- _Objetivo de la tarea_
Por favor, extrae del texto sobre la fe y la violencia el pasaje que va desde "No importa lo" hasta "opresor y oprimido?", ambos incluidos, copiándolo sin cambiar nada.

- _Texto del documento_
No importa lo dramático que sea tu desacuerdo con alguien; si celebras su asesinato, has perdido todo sentido de la dignidad de esa persona. ¿Y no vemos, especialmente entre los jóvenes que se han empapado de la ideología progresista, una sensación de que no hay normas objetivas del bien y el mal, la verdad y la falsedad, solo juegos de poder entre opresor y oprimido?
Justo el otro día me encontré con una estadística profundamente inquietante: el 34 % de los estudiantes universitarios cree que a veces es permisible responder con violencia a un discurso en el campus. Este punto de vista tiene sentido si, y solo si, se ha renunciado por completo a una matriz de significado compartida. Si la discusión es inútil, las bombas y las balas se vuelven inevitables.
No puedo evitar ver una correspondencia entre esa terrible estadística y el constante aumento de la desafiliación de las iglesias, especialmente entre los jóvenes. Cuando las personas dejan de ir a la iglesia, dejan de pensar en Dios, de orar, no escuchan los Diez Mandamientos, no atienden el clamor de los profetas por los pobres, no leen el Sermón de la Montaña, no comprenden el dicho: «Lo que hagan a uno de mis hermanos más pequeños, a mí me lo hacen».
Y cuando nada de esto se asimila, la gente deja de creer que sus hermanos y hermanas deben ser apreciados y que es posible una moralidad que trascienda el conflicto de voluntades.
Sobre este último punto, quisiera referirme al famoso y controvertido discurso que el Papa Benedicto XVI pronunció ante sus antiguos colegas académicos de la Universidad de Ratisbona en 2006. Dejando de lado su mención del islam, que generó una gran polémica en la prensa, quisiera dirigir su atención al punto crucial de su argumento: la crucial priorización en el cristianismo del Logos por encima de la voluntad.
Dado que Jesús es descrito como el Logos de Dios, el cristianismo, argumentaba, se ha abierto con confianza a cualquier ciencia, filosofía o perspectiva cultural que se adhiera a los principios de la razón. Por otro lado, cuando se prioriza la voluntad en detrimento de la razón, el diálogo tiende a derivar en opresión y violencia, donde una voluntad simplemente se impone contra otra.
Creo firmemente que este voluntarismo (por darle su denominación filosófica correcta) es una marca de la cultura escéptica posmoderna en la que se forma tanta gente hoy en día. Y los resultados son exactamente los que predijo el Papa Benedicto.
Todo esto me recuerda a Charlie Kirk. Hasta su muerte, Charlie se dedicó a una práctica que se remonta a Sócrates y que influye en Occidente en su máxima expresión. Y es precisamente por eso que su muerte nos inquieta tanto.
Sentimos que algo fundamental de nuestra civilización, algo axiomático, se tambalea, y que influencias culturales verdaderamente fétidas se han infiltrado en nuestras instituciones y en la mente de nuestros hijos.
Mi sincera esperanza y oración es que podamos encontrar una renovada inspiración en un hombre valiente y religioso que murió, no con un arma en la mano, sino con un instrumento de comunicación.

- _Datos_
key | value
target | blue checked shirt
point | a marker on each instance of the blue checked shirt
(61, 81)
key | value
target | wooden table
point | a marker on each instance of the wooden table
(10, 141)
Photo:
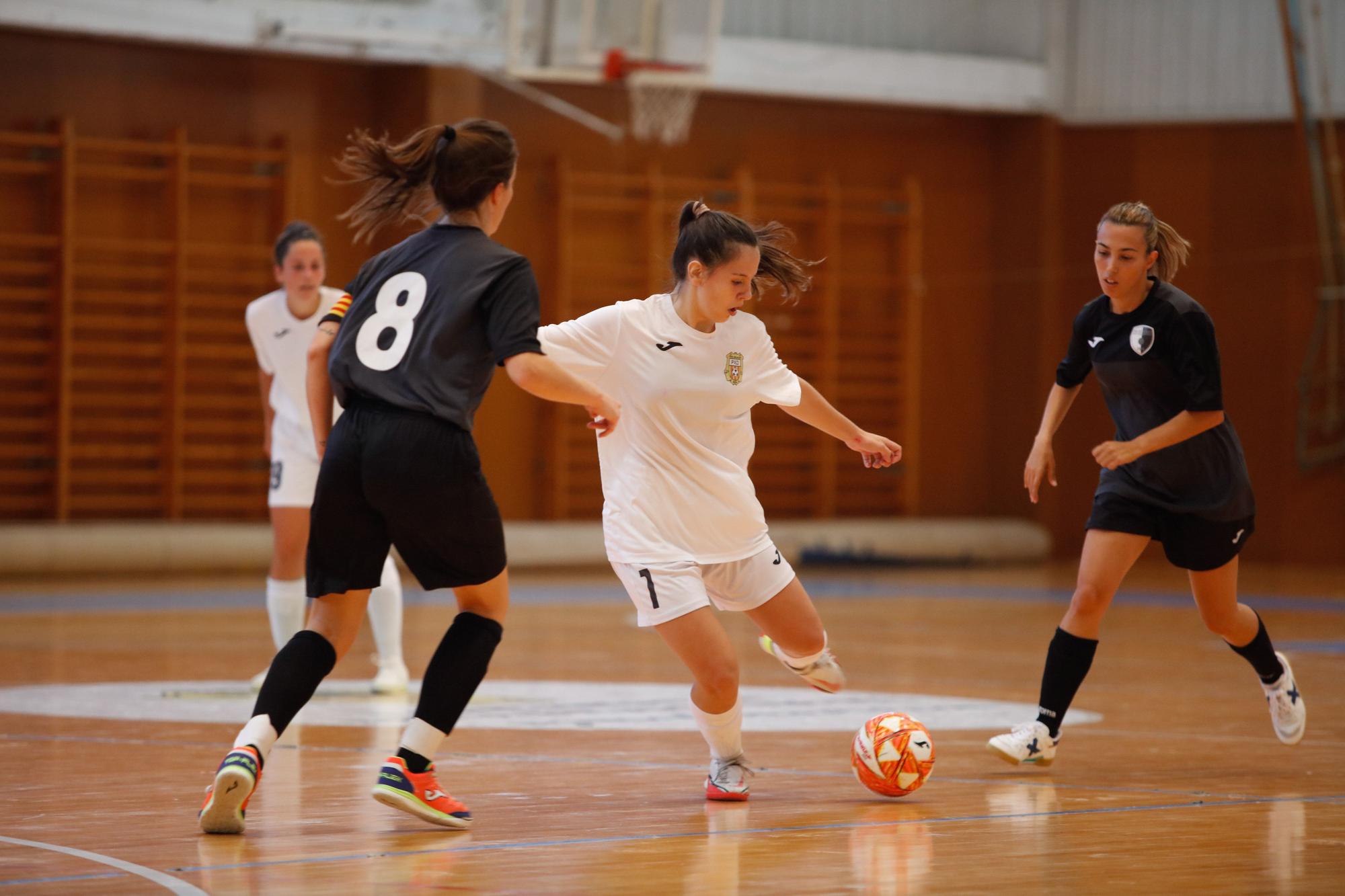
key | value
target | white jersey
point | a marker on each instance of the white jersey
(676, 471)
(282, 343)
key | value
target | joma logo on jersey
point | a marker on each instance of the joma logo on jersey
(734, 368)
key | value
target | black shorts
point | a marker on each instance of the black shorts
(1190, 542)
(410, 479)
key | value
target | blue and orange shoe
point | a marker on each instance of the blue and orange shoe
(419, 794)
(728, 779)
(227, 799)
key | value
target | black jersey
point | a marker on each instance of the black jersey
(1153, 364)
(431, 318)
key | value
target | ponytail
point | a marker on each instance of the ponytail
(454, 167)
(1174, 249)
(714, 237)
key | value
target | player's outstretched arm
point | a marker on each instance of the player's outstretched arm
(318, 384)
(816, 411)
(1180, 428)
(1042, 459)
(543, 377)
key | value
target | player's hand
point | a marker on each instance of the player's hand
(1116, 454)
(876, 450)
(605, 416)
(1042, 464)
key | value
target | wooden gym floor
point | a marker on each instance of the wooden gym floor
(1180, 786)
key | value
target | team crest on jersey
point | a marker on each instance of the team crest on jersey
(1143, 338)
(734, 368)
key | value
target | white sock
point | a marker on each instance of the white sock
(385, 615)
(723, 732)
(422, 737)
(287, 599)
(804, 662)
(259, 733)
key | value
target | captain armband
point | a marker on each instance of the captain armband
(338, 311)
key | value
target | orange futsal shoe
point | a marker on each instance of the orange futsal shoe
(419, 794)
(227, 799)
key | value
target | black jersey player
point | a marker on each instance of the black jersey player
(1174, 473)
(411, 353)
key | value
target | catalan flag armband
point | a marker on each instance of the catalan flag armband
(338, 311)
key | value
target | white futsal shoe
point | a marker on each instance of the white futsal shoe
(1027, 743)
(822, 673)
(392, 678)
(1288, 712)
(728, 779)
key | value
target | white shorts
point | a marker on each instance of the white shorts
(662, 592)
(294, 473)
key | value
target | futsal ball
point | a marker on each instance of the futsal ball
(892, 755)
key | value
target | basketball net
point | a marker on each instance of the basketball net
(662, 97)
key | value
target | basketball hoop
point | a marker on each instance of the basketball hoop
(662, 96)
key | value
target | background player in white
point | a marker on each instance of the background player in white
(282, 326)
(681, 520)
(1175, 471)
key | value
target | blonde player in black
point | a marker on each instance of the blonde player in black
(411, 358)
(1174, 473)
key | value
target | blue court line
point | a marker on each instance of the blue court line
(529, 594)
(1313, 646)
(787, 829)
(636, 763)
(57, 880)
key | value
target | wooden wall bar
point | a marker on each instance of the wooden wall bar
(116, 256)
(974, 283)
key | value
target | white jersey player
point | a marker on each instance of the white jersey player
(681, 518)
(282, 326)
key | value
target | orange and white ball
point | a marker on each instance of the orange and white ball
(892, 755)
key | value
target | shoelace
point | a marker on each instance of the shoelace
(724, 768)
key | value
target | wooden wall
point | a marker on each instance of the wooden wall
(1009, 204)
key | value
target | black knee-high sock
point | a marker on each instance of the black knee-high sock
(458, 667)
(294, 676)
(1069, 659)
(1261, 654)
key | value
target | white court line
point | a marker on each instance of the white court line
(167, 881)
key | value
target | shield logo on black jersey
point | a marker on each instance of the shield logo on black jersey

- _Respuesta_
No importa lo dramático que sea tu desacuerdo con alguien; si celebras su asesinato, has perdido todo sentido de la dignidad de esa persona. ¿Y no vemos, especialmente entre los jóvenes que se han empapado de la ideología progresista, una sensación de que no hay normas objetivas del bien y el mal, la verdad y la falsedad, solo juegos de poder entre opresor y oprimido?